• _What is required_
Reproduce the lines below word for word, starting at the line that contains "metal pole in the photo above." and stopping after the last line.

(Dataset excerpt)
start

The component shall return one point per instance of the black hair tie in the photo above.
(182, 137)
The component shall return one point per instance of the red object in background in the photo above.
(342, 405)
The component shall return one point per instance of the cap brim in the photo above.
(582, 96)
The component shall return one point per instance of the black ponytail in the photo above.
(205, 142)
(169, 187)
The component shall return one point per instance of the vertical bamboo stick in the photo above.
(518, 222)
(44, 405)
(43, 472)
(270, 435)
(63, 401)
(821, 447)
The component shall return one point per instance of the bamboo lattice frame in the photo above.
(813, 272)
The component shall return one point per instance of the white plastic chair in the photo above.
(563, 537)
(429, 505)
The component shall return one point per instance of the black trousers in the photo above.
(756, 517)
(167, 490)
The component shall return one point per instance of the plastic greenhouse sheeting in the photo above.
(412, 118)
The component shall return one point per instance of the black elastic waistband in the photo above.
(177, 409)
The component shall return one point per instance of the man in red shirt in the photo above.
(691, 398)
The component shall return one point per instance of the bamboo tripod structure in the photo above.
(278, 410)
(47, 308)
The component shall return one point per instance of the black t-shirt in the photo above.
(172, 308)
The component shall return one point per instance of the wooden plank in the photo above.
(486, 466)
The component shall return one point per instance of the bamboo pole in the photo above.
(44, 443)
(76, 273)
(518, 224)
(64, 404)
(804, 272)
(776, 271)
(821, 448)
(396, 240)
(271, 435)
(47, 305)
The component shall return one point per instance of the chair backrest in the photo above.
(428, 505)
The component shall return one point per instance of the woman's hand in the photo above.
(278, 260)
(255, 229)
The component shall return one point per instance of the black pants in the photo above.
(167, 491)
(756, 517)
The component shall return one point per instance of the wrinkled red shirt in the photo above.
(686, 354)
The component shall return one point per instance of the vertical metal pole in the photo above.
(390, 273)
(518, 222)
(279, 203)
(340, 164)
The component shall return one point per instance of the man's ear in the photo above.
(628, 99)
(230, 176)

end

• _Finished exercise_
The component shall return one point per instance of the vertical metal pole in the photo above.
(390, 273)
(518, 222)
(279, 203)
(340, 164)
The component shall return one point per instance of the man's ear in the photo above.
(628, 99)
(230, 176)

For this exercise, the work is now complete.